• _Brano da leggere_
13. Le commissioni di affidamento
Il ricorrente, titolare di un’apertura di credito in conto corrente, contestava l’addebito da parte dell’intermediario di voci di costo ulteriori rispetto alla commissione sul fido accordato, in violazione della regola di onnicomprensività prevista dalla normativa. L’ABF, dopo avere richiamato gli orientamenti di vigilanza sulla remunerazione di affidamenti e sconfinamenti emanati dalla Banca d’Italia, ha chiarito che gli intermediari possono applicare commissioni ulteriori rispetto a quella onnicomprensiva solo se queste remunerano servizi diversi da quelli strumentali all’operatività dell’apertura di credito.
14. Le commissioni di sconfinamento: le commissioni di istruttoria veloce
In un caso il ricorrente, titolare di un conto corrente al quale era agganciata un’apertura di credito, ha contestato le modalità di applicazione della commissione di istruttoria veloce da parte dell’intermediario, rilevando l’automatismo con cui erano effettuati gli addebiti (in media, uno ogni 5 o 6 giorni). Secondo l’ABF, l’applicazione della CIV è legittima se l’intermediario dimostra: (a) di avere effettivamente svolto un’attività istruttoria sul merito creditizio del cliente per consentire lo sconfinamento; (b) che il costo dell’istruttoria è commisurato a quello medio effettivamente sostenuto dall’intermediario per lo svolgimento dell’attività; (c) di avere compiuto l’istruttoria veloce per ogni singola applicazione della CIV. Su quest’ultimo aspetto, un indice presuntivo dell’assenza di un’effettiva attività istruttoria da parte della banca consiste nella molteplicità di addebiti CIV a breve distanza l’uno dall’altro (ad es. con cadenza giornaliera o settimanale).
15. Lo ius variandi
L’ABF ha richiamato il proprio consolidato orientamento secondo cui l’art. 118 TUB, che consente all’intermediario di modificare unilateralmente le condizioni contrattuali, presuppone che la proposta di modifica riguardi una clausola già presente nel contratto: non è invece possibile introdurre clausole nuove. Nel caso esaminato l’ABF ha pertanto dichiarato illegittima l’applicazione di una nuova commissione, introdotta con una comunicazione denominata “Proposta di modifica unilaterale”, in quanto la commissione non era presente nel contratto originario.
Il ricorrente aveva disconosciuto un’operazione fraudolenta consistente in un prelievo “extra plafond” effettuata allo sportello in seguito alla sottrazione della sua carta. Questa tipologia di prelievo, che consente di superare il massimale giornaliero, non era originariamente prevista nel contratto ed era stata introdotta dalla banca con una proposta di modifica unilaterale del contratto. Il cliente precisava di averne avuto notizia soltanto dalla documentazione trasmessa in occasione dell’invio della nuova carta. L’ABF, richiamando la normativa, ha ritenuto che funzionalità come quella di “prelievo extra” possano essere introdotte mediante modifica unilaterale del contratto a condizione che: (a) la facoltà di modifica sia prevista dal contratto; (b) la modifica venga comunicata per iscritto al cliente con un preavviso di almeno due mesi rispetto alla data di applicazione indicata nella proposta, specificando che il cliente ha diritto di recedere senza spese; (c) sussista un giustificato motivo. Il Collegio ha quindi accolto il ricorso, osservando che la comunicazione inviata al cliente non riportava la data a partire dalla quale il nuovo servizio sarebbe stato operativo, né tantomeno evidenziava il diritto del cliente di recedere dal contratto.

• _Dati disponibili_
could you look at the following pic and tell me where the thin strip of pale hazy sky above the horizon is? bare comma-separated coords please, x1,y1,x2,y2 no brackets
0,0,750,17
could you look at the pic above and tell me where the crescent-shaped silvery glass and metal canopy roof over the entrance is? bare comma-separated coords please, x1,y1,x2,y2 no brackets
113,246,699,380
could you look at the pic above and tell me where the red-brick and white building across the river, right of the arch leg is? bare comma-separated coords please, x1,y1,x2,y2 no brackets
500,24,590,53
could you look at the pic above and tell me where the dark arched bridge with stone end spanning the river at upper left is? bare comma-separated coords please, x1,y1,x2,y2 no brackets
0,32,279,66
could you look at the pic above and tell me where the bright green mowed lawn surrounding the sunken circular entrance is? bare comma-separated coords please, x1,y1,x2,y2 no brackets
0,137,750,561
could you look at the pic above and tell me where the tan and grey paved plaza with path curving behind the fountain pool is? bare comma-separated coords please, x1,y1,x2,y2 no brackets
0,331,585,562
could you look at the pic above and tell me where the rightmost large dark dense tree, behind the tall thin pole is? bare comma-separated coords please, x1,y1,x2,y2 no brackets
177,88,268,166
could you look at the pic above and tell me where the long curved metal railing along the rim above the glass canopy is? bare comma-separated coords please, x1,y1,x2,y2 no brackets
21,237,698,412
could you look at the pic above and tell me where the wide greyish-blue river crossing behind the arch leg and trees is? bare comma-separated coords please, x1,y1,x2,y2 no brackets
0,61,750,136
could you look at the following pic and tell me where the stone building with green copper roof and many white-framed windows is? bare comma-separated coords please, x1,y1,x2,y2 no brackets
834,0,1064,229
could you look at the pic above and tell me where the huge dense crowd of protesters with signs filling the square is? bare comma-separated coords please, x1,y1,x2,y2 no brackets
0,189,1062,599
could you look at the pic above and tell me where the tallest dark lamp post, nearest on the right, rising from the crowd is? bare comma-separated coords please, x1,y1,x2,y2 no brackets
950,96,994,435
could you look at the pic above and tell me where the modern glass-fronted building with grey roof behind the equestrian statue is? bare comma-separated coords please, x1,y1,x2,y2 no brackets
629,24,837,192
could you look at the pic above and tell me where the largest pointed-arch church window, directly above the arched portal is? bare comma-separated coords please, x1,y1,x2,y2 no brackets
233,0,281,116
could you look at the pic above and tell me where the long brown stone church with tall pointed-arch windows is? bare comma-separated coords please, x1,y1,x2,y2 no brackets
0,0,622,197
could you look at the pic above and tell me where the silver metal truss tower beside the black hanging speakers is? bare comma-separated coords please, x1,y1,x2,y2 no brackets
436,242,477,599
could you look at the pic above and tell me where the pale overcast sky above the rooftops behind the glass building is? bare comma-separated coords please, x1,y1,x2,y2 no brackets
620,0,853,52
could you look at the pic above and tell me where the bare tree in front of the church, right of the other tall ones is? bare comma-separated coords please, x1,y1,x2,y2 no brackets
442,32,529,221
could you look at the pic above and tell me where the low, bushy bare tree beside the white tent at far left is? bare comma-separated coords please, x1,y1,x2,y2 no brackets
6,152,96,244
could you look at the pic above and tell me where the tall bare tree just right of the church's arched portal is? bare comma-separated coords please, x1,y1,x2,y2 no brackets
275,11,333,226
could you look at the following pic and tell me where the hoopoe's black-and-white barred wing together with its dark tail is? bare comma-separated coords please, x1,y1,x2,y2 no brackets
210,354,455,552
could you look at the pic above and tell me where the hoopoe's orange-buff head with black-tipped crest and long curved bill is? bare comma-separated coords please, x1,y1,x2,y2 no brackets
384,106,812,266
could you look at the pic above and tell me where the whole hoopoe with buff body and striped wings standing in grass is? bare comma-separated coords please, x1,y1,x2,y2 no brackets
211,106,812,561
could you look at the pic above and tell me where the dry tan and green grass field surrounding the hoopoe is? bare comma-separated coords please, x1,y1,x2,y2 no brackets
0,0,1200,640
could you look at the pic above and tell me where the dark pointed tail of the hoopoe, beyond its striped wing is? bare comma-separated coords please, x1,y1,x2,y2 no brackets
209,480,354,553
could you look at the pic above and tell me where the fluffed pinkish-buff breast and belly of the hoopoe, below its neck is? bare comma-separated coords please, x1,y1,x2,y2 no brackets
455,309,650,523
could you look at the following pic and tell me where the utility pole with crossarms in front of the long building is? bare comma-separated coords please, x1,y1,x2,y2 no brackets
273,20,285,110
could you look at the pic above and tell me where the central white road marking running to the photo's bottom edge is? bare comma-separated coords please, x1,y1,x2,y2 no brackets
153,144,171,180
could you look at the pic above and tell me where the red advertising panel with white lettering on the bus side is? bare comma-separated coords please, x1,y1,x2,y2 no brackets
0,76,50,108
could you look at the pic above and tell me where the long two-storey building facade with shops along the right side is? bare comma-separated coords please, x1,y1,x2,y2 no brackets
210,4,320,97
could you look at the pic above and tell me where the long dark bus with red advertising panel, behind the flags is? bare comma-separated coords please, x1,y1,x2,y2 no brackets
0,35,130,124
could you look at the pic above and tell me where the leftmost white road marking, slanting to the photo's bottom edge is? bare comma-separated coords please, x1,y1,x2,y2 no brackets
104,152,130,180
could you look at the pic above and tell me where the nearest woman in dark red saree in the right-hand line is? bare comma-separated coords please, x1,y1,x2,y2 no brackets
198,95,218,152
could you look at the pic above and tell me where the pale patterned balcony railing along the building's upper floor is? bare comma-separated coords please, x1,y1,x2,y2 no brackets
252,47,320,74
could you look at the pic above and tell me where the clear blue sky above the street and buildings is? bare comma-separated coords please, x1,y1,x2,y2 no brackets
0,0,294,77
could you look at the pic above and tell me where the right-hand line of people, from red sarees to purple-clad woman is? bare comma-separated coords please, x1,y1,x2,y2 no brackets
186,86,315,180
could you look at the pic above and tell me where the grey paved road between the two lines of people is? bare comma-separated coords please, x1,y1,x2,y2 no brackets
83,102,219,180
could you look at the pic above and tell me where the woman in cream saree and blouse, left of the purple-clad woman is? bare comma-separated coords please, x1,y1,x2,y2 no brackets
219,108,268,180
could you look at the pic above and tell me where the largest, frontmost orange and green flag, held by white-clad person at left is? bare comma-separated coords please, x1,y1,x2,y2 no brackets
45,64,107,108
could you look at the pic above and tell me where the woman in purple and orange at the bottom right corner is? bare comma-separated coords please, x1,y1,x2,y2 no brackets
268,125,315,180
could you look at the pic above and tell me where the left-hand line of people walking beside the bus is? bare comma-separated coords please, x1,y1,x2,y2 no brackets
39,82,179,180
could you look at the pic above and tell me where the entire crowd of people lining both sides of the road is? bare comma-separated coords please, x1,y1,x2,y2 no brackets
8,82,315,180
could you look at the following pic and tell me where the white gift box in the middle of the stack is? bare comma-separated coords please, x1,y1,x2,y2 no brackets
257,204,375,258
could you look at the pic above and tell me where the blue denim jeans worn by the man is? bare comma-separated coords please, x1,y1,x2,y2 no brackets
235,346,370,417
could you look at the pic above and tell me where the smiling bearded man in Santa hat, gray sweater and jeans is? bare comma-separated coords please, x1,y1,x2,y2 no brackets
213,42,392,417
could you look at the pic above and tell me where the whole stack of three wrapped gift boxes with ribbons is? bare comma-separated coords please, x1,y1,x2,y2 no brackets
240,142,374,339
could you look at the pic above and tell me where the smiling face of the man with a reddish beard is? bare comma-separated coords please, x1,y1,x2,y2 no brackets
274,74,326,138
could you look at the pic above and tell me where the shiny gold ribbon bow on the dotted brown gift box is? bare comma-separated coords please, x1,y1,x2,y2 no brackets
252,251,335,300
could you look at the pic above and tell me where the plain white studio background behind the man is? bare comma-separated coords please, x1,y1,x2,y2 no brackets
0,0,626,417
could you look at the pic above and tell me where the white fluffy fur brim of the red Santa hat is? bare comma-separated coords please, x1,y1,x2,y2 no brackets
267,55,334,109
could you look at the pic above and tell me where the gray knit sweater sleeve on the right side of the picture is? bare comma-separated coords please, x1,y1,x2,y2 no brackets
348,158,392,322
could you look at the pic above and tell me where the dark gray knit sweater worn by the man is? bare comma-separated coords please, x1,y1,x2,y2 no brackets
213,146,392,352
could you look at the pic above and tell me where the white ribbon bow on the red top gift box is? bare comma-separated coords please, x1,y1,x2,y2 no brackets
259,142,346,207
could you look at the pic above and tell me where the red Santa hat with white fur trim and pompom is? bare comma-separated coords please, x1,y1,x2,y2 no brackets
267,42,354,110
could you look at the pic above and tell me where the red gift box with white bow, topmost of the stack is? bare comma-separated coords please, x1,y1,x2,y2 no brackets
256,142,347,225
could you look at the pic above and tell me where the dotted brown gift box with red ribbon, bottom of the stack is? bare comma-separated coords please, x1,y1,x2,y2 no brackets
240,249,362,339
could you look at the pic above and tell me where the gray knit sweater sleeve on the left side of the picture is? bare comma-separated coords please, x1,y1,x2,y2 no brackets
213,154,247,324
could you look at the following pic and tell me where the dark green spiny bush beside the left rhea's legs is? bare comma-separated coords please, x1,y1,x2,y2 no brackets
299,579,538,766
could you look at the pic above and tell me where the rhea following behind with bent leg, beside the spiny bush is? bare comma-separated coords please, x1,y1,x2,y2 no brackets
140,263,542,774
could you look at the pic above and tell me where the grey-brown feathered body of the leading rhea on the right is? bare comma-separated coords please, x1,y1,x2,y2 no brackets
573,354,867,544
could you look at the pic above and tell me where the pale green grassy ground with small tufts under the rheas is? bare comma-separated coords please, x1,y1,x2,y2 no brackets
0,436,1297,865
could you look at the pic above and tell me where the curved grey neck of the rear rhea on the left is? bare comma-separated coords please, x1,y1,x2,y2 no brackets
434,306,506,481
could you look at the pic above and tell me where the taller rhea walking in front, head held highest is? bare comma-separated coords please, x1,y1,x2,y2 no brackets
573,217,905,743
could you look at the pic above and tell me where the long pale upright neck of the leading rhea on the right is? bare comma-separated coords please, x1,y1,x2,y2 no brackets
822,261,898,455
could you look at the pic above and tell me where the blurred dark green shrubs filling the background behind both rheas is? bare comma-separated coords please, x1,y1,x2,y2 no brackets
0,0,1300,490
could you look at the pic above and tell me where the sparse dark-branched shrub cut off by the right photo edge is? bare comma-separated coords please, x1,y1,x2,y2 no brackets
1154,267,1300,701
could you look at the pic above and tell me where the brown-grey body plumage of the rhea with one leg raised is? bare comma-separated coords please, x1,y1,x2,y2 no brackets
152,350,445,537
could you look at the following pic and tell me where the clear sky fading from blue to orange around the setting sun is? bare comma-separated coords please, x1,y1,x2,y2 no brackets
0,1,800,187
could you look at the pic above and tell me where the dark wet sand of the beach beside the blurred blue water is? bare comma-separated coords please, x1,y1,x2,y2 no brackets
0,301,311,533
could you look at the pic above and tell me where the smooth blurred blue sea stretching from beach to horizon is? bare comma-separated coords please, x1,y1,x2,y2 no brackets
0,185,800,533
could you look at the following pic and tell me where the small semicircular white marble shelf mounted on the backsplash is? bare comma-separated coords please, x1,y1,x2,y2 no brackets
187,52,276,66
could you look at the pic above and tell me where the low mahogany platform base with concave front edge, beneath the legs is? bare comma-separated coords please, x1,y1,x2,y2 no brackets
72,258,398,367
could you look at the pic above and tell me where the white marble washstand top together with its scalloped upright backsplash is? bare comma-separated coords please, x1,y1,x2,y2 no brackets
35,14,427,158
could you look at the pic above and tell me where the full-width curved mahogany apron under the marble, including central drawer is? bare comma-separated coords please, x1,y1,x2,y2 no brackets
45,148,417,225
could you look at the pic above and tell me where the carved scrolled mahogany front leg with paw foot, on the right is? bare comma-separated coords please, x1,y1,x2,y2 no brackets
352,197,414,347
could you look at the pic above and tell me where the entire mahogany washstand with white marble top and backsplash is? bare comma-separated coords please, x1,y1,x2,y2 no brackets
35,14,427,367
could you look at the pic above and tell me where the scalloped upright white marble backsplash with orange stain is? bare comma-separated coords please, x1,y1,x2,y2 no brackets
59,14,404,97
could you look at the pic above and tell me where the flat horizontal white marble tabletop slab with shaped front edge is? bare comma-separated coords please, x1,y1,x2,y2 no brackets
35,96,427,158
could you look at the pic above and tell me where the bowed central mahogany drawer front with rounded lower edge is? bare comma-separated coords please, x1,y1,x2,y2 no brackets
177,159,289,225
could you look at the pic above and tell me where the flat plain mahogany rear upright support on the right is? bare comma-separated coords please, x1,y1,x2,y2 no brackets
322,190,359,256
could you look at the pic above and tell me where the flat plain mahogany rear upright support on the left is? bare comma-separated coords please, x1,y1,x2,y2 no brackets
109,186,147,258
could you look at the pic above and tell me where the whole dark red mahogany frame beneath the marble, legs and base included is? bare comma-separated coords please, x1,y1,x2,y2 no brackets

• _Consegne_
• A. Nel brano sulle decisioni dell'ABF, perché l'Arbitro ha dichiarato illegittima la nuova commissione introdotta con la comunicazione denominata "Proposta di modifica unilaterale"? Rispondi in una frase, al massimo tre.
• B. Prosegui il brano sulle decisioni dell'ABF partendo dal punto in cui si interrompe.
Il materiale non ha alcun legame con il brano.

• _Soluzioni_
• A. Secondo il consolidato orientamento dell'ABF, l'art. 118 TUB permette all'intermediario di modificare unilateralmente il contratto solo se la proposta riguarda una clausola già presente nel contratto. Non consente invece di introdurre clausole nuove. La commissione contestata non compariva nel contratto originario, quindi la sua applicazione è stata giudicata illegittima.

• B.
16. La clausola floor
In un caso il ricorrente riteneva che l’inserimento in un contratto di mutuo di una clausola floor avrebbe imposto di qualificare il contratto come un derivato implicito, con applicazione della disciplina del Testo unico finanziario (TUF) e degli obblighi di fornire adeguata informativa precontrattuale al cliente; il cliente contestava inoltre la vessatorietà della clausola.
L’ABF, confermando i precedenti orientamenti sul punto, ha affermato che la presenza di una clausola floor non comporta la qualificazione del contratto come derivato implicito, ma costituisce un mero elemento di determinazione del tasso. Dopo avere rilevato che la clausola floor non può essere considerata vessatoria se è formulata, come nel caso oggetto del ricorso, in modo chiaro e comprensibile, l’Arbitro ha quindi respinto il ricorso.
17. L’usura in ambito bancario
Il Collegio di coordinamento ha esaminato il tema dell’inclusione degli oneri assicurativi nel calcolo del TEG per i finanziamenti stipulati negli anni 2012-2013, periodo in cui erano vigenti le Istruzioni per la rilevazione dei TEGM emanate dalla Banca d’Italia nell’agosto 2009. Il Collegio ha ricordato che, in applicazione delle istruzioni, la polizza assicurativa deve essere inserita nel calcolo del TEG quando è collegata all’operazione di finanziamento e che il collegamento è presunto quando: (a) la polizza ha ad oggetto la copertura del credito; (b) i due contratti sono stipulati contestualmente e hanno pari durata; (c) l’indennizzo assicurativo è parametrato al debito residuo.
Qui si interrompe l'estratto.